**WHAT YOU ARE ASKED TO DO**
Locate every line below that contains the word "groom" and copy it.

**GIVEN DATA**
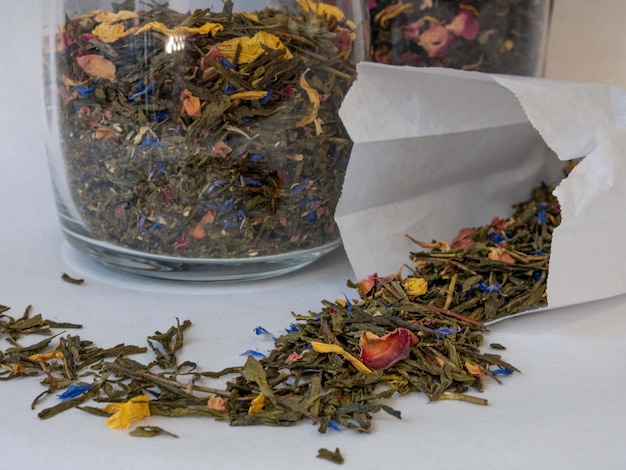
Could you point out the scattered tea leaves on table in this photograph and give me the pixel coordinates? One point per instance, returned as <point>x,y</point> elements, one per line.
<point>334,368</point>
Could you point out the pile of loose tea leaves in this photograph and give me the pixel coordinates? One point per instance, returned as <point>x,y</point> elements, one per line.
<point>206,134</point>
<point>334,368</point>
<point>497,36</point>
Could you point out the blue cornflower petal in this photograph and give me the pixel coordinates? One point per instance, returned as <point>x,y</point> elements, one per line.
<point>260,331</point>
<point>266,99</point>
<point>229,89</point>
<point>255,354</point>
<point>252,182</point>
<point>348,303</point>
<point>501,371</point>
<point>334,425</point>
<point>74,391</point>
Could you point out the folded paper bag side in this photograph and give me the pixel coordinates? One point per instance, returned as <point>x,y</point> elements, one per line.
<point>574,120</point>
<point>589,240</point>
<point>430,185</point>
<point>382,103</point>
<point>568,115</point>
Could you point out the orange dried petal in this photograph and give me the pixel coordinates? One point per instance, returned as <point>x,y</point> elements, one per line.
<point>97,66</point>
<point>501,255</point>
<point>415,286</point>
<point>474,369</point>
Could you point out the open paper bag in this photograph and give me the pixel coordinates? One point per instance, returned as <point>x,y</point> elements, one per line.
<point>436,150</point>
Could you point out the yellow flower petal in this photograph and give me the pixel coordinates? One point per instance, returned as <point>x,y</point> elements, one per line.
<point>216,403</point>
<point>97,66</point>
<point>335,348</point>
<point>258,404</point>
<point>415,286</point>
<point>207,28</point>
<point>45,357</point>
<point>248,95</point>
<point>128,412</point>
<point>314,98</point>
<point>324,10</point>
<point>108,32</point>
<point>251,47</point>
<point>474,369</point>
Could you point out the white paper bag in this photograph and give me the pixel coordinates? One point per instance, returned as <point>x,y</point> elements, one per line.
<point>436,150</point>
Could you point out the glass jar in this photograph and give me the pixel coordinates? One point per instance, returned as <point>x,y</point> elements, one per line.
<point>494,36</point>
<point>193,143</point>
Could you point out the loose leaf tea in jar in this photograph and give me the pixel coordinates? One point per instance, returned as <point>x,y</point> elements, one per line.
<point>494,36</point>
<point>202,144</point>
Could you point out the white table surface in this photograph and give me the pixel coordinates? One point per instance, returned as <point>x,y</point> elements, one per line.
<point>565,411</point>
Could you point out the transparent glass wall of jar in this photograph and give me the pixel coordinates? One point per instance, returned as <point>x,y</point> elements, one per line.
<point>494,36</point>
<point>200,140</point>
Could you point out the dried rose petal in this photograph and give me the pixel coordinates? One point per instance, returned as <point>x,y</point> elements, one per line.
<point>464,24</point>
<point>191,103</point>
<point>381,352</point>
<point>97,66</point>
<point>436,40</point>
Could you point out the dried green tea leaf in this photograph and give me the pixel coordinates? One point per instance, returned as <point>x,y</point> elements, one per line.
<point>71,280</point>
<point>332,456</point>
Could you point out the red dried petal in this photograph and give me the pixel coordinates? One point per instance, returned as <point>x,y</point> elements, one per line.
<point>97,66</point>
<point>381,352</point>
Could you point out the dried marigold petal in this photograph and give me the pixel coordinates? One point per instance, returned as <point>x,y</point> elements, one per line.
<point>314,98</point>
<point>381,352</point>
<point>97,66</point>
<point>251,47</point>
<point>500,255</point>
<point>108,32</point>
<point>197,232</point>
<point>324,10</point>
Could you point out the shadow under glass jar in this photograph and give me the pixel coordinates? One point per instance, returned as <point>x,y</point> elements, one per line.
<point>193,143</point>
<point>493,36</point>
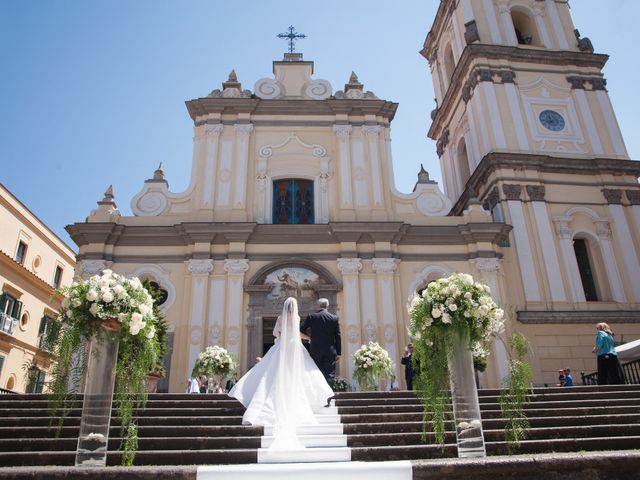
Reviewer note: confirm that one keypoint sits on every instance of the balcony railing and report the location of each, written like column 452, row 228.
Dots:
column 631, row 374
column 7, row 323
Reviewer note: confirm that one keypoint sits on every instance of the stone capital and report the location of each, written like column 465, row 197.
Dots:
column 487, row 265
column 536, row 192
column 384, row 265
column 349, row 265
column 633, row 196
column 512, row 191
column 200, row 266
column 243, row 130
column 236, row 266
column 342, row 131
column 213, row 130
column 613, row 196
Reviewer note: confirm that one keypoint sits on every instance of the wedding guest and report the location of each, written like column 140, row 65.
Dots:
column 568, row 379
column 407, row 361
column 609, row 370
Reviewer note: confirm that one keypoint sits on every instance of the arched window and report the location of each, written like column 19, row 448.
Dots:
column 449, row 63
column 464, row 170
column 293, row 201
column 586, row 268
column 525, row 28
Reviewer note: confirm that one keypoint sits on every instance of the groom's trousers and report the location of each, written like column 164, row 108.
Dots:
column 326, row 362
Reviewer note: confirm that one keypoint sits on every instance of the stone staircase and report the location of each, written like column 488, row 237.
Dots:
column 181, row 429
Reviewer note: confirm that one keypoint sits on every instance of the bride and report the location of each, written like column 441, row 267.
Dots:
column 286, row 386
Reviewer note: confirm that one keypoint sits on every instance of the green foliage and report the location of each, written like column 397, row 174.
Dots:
column 341, row 385
column 79, row 320
column 516, row 390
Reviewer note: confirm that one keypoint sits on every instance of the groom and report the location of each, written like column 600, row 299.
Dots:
column 325, row 339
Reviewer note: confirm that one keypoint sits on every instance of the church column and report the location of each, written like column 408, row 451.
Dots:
column 507, row 23
column 565, row 236
column 523, row 245
column 549, row 254
column 343, row 132
column 199, row 270
column 242, row 141
column 557, row 24
column 625, row 239
column 603, row 230
column 488, row 269
column 213, row 134
column 372, row 134
column 235, row 268
column 350, row 268
column 384, row 268
column 541, row 25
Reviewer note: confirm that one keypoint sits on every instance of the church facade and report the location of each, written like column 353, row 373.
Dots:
column 292, row 194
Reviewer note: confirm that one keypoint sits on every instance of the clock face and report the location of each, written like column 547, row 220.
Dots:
column 552, row 120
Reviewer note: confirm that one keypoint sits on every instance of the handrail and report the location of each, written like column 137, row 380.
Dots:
column 631, row 374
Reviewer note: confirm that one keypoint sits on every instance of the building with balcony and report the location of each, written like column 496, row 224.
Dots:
column 34, row 261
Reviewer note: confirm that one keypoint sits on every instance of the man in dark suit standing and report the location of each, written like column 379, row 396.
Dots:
column 324, row 330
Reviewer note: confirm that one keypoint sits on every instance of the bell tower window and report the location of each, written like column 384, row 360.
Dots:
column 293, row 201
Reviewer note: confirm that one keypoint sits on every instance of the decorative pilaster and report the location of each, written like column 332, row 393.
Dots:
column 350, row 269
column 603, row 230
column 385, row 268
column 199, row 270
column 565, row 238
column 548, row 246
column 213, row 135
column 372, row 134
column 522, row 238
column 624, row 239
column 242, row 141
column 343, row 132
column 235, row 268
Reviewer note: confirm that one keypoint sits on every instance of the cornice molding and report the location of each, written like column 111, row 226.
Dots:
column 540, row 163
column 499, row 53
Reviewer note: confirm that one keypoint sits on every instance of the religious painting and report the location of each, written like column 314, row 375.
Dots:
column 297, row 282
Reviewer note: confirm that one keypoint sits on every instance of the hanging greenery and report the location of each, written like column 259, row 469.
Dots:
column 448, row 307
column 372, row 364
column 86, row 304
column 517, row 387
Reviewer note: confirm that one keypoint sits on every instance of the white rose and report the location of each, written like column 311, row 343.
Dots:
column 92, row 295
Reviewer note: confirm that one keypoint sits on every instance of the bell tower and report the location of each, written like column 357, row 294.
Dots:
column 523, row 123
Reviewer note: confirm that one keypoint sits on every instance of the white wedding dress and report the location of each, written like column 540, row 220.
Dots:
column 285, row 387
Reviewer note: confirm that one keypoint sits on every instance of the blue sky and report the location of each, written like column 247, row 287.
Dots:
column 92, row 92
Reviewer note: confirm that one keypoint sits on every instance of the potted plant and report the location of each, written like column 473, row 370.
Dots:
column 372, row 365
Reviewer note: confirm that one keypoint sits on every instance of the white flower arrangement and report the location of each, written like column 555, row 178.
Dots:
column 372, row 363
column 214, row 361
column 110, row 296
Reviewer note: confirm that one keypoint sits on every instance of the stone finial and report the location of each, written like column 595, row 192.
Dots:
column 232, row 82
column 109, row 198
column 158, row 176
column 423, row 178
column 353, row 83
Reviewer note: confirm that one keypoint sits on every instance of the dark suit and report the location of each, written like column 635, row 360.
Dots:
column 325, row 341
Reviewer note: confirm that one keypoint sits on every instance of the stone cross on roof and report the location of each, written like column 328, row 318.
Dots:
column 292, row 36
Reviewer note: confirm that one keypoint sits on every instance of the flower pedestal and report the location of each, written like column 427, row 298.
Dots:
column 98, row 395
column 464, row 395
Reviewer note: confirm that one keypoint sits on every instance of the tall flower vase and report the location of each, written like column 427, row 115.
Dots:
column 98, row 395
column 466, row 408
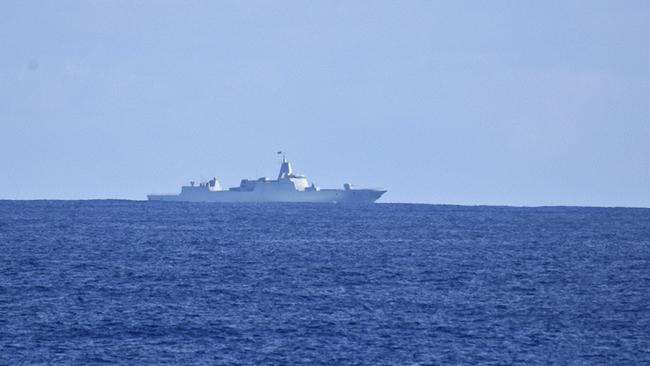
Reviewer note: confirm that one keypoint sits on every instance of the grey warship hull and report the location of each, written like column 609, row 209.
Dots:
column 288, row 187
column 355, row 196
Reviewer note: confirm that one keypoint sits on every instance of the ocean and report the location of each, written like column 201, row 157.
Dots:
column 146, row 283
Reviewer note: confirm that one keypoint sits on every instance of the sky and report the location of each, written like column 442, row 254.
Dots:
column 523, row 103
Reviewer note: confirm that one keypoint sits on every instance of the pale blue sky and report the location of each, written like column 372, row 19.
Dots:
column 462, row 102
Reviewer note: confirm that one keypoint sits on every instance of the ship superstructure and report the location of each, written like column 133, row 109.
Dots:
column 288, row 187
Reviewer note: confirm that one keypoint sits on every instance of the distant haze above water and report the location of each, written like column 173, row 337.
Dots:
column 507, row 103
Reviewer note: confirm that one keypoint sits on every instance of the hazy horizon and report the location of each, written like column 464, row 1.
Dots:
column 471, row 103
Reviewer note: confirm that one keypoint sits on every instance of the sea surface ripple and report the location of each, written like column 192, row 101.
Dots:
column 122, row 282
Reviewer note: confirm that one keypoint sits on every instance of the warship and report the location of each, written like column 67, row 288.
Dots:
column 288, row 187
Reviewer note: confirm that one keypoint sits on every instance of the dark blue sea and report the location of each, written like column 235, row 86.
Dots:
column 143, row 283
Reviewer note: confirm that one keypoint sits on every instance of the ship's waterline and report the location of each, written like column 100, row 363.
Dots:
column 288, row 187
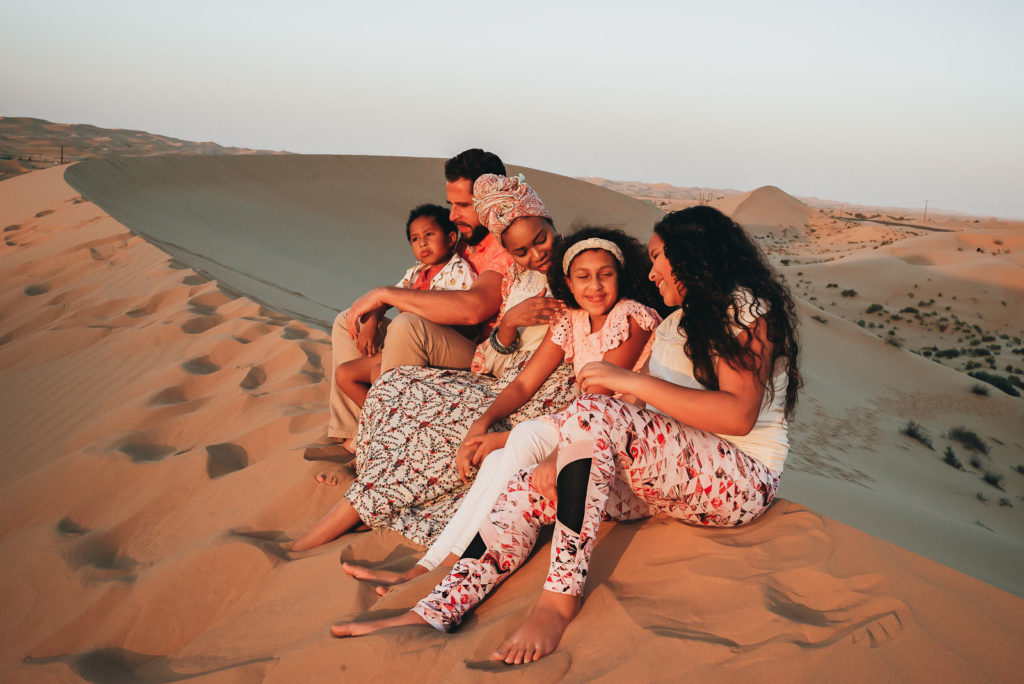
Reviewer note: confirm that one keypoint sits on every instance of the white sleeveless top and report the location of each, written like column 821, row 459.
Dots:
column 767, row 441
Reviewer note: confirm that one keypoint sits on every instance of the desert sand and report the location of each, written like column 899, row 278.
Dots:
column 156, row 422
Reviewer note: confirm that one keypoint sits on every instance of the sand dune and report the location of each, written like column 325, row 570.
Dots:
column 292, row 231
column 155, row 424
column 766, row 210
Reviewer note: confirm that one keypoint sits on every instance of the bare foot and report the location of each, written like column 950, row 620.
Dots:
column 330, row 477
column 338, row 520
column 361, row 629
column 542, row 631
column 384, row 579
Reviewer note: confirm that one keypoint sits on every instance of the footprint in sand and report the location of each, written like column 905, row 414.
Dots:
column 169, row 396
column 254, row 379
column 195, row 279
column 142, row 451
column 201, row 324
column 778, row 594
column 96, row 556
column 223, row 459
column 200, row 366
column 119, row 665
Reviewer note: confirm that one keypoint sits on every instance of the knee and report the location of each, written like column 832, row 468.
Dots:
column 404, row 327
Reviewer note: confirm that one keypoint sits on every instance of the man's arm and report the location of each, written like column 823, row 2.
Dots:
column 448, row 307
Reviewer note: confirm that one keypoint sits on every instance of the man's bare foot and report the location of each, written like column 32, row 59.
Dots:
column 361, row 629
column 542, row 631
column 384, row 579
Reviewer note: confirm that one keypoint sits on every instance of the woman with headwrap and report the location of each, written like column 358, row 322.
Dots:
column 415, row 419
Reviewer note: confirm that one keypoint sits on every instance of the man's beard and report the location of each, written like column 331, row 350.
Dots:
column 479, row 232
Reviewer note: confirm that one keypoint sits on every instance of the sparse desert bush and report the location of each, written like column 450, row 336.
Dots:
column 969, row 439
column 914, row 431
column 995, row 381
column 950, row 459
column 991, row 478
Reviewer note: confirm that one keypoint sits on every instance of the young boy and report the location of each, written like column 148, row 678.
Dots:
column 433, row 238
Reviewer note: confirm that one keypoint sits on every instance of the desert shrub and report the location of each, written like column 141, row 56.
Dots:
column 969, row 439
column 950, row 459
column 996, row 381
column 991, row 478
column 914, row 431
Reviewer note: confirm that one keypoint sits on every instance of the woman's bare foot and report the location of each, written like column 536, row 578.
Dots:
column 542, row 631
column 384, row 579
column 338, row 520
column 361, row 629
column 330, row 477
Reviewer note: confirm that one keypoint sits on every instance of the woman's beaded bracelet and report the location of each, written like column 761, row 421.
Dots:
column 501, row 348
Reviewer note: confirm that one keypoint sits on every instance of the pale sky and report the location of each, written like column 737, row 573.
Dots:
column 880, row 102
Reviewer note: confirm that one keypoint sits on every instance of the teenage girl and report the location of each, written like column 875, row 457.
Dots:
column 601, row 276
column 708, row 449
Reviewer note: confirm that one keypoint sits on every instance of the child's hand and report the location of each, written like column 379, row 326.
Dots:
column 545, row 477
column 474, row 449
column 599, row 375
column 367, row 341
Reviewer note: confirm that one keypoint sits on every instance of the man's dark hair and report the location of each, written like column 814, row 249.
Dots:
column 472, row 164
column 439, row 214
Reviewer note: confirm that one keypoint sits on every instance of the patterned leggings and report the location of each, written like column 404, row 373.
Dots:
column 640, row 462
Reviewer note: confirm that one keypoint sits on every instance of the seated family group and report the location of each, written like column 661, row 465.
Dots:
column 529, row 379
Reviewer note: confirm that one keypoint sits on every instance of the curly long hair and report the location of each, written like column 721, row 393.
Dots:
column 713, row 257
column 633, row 281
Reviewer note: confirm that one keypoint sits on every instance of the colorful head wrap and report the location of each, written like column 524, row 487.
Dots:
column 500, row 200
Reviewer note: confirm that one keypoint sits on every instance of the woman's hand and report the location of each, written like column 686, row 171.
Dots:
column 538, row 310
column 605, row 375
column 475, row 446
column 545, row 478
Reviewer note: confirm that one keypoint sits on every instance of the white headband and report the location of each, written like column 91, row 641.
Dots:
column 592, row 244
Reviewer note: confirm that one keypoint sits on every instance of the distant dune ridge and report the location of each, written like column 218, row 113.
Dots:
column 155, row 422
column 307, row 233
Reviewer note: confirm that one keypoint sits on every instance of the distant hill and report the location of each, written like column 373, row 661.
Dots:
column 27, row 144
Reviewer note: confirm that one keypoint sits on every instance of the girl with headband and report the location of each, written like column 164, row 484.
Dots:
column 601, row 276
column 705, row 442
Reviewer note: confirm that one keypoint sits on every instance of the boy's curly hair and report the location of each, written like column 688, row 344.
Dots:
column 633, row 281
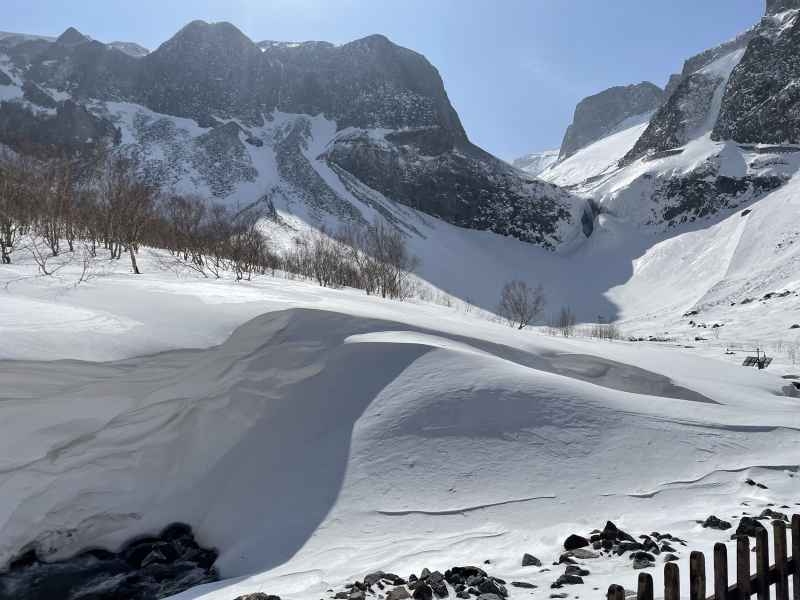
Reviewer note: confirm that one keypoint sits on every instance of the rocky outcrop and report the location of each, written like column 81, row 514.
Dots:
column 598, row 115
column 685, row 112
column 231, row 87
column 146, row 568
column 467, row 188
column 762, row 100
column 534, row 164
column 778, row 6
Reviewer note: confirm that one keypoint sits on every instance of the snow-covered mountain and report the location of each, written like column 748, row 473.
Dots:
column 313, row 127
column 535, row 163
column 598, row 115
column 315, row 436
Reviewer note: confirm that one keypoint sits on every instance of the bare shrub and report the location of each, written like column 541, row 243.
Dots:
column 520, row 304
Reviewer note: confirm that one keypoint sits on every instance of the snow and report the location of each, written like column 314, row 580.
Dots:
column 535, row 163
column 599, row 157
column 316, row 435
column 349, row 433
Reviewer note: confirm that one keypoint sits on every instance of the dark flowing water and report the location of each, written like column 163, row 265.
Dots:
column 145, row 569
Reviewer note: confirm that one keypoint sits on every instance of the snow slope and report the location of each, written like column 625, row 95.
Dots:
column 535, row 163
column 599, row 157
column 337, row 433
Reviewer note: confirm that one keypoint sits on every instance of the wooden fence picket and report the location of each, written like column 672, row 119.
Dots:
column 747, row 584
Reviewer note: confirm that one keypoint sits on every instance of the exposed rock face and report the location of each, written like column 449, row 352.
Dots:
column 598, row 115
column 467, row 188
column 407, row 142
column 536, row 163
column 779, row 6
column 145, row 569
column 762, row 100
column 685, row 112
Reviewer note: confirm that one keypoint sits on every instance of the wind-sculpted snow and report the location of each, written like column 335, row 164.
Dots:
column 312, row 446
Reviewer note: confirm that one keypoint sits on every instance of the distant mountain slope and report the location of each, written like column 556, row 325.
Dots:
column 598, row 115
column 535, row 163
column 217, row 114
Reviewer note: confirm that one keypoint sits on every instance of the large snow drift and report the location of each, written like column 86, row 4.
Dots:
column 312, row 446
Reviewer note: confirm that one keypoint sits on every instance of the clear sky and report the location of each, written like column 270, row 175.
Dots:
column 514, row 69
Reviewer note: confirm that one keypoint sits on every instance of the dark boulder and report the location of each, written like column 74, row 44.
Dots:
column 574, row 542
column 714, row 522
column 528, row 560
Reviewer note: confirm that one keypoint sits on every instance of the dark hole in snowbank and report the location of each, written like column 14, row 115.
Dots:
column 146, row 568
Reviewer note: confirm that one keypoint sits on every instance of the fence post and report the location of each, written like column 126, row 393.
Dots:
column 762, row 564
column 697, row 576
column 672, row 582
column 645, row 591
column 782, row 576
column 720, row 572
column 743, row 567
column 796, row 557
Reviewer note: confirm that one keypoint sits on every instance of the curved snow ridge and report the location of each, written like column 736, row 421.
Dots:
column 325, row 443
column 415, row 338
column 462, row 510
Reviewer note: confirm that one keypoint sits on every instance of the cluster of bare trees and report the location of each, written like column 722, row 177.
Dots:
column 46, row 207
column 373, row 258
column 520, row 304
column 109, row 206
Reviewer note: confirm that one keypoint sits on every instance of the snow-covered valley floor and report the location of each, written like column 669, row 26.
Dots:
column 315, row 435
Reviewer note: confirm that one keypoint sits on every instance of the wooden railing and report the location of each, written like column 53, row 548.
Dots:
column 746, row 585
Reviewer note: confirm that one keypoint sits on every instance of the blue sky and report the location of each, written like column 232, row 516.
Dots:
column 514, row 69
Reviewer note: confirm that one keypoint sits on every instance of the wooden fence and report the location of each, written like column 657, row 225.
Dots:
column 746, row 585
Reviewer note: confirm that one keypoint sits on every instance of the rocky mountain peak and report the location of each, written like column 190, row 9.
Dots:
column 200, row 34
column 72, row 37
column 778, row 6
column 598, row 115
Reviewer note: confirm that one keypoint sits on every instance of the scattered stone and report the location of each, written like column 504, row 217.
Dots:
column 436, row 582
column 567, row 580
column 641, row 555
column 423, row 592
column 670, row 557
column 584, row 554
column 748, row 526
column 529, row 560
column 398, row 593
column 574, row 542
column 773, row 514
column 714, row 522
column 165, row 564
column 576, row 570
column 373, row 578
column 491, row 585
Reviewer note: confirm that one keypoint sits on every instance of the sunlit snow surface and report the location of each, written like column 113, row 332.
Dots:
column 316, row 435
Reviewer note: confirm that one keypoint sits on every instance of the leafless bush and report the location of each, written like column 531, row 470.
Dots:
column 606, row 331
column 565, row 324
column 520, row 304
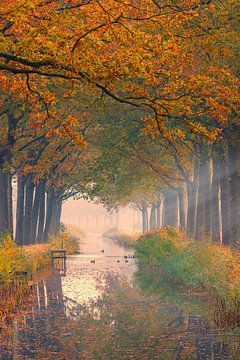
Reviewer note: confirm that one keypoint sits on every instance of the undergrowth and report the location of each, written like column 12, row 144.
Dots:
column 204, row 267
column 64, row 240
column 14, row 259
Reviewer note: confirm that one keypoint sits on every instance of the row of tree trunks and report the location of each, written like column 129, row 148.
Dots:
column 144, row 212
column 234, row 191
column 170, row 209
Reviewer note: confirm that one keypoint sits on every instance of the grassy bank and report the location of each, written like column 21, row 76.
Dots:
column 123, row 238
column 14, row 259
column 65, row 240
column 201, row 267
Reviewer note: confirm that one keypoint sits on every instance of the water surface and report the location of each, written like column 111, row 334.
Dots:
column 104, row 307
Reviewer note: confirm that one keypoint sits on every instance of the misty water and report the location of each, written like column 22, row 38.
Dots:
column 112, row 309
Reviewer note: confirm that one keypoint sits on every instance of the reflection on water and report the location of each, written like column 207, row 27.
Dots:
column 102, row 311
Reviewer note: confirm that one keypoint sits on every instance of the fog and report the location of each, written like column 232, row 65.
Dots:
column 92, row 217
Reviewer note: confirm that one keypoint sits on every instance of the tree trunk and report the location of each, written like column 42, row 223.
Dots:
column 203, row 204
column 215, row 213
column 182, row 216
column 58, row 217
column 28, row 210
column 41, row 218
column 35, row 212
column 50, row 203
column 170, row 209
column 192, row 208
column 20, row 210
column 144, row 218
column 225, row 201
column 153, row 222
column 159, row 211
column 234, row 190
column 10, row 205
column 5, row 228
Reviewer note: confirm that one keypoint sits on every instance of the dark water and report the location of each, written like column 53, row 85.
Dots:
column 112, row 310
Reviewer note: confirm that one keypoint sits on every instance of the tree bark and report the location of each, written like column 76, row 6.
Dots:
column 159, row 211
column 4, row 203
column 58, row 217
column 28, row 210
column 234, row 190
column 215, row 213
column 35, row 212
column 192, row 190
column 170, row 209
column 225, row 201
column 182, row 215
column 50, row 203
column 153, row 222
column 20, row 210
column 203, row 224
column 10, row 205
column 144, row 218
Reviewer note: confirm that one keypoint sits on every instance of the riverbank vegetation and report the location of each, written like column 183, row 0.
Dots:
column 123, row 238
column 20, row 265
column 134, row 103
column 204, row 268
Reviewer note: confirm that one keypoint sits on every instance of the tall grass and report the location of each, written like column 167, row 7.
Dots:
column 202, row 267
column 13, row 259
column 65, row 240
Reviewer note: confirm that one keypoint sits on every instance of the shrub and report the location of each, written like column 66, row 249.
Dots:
column 12, row 259
column 200, row 266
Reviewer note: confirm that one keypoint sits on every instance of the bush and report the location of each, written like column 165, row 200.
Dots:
column 64, row 241
column 200, row 266
column 12, row 259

**ANSWER SECTION**
Reviewer note: confirm that one keypoint sits on every instance of the groom's trousers and report the location of each, written like column 164, row 108.
Reviewer note: confirm that one keypoint sits on every instance of the groom and report the location of each, written like column 600, row 299.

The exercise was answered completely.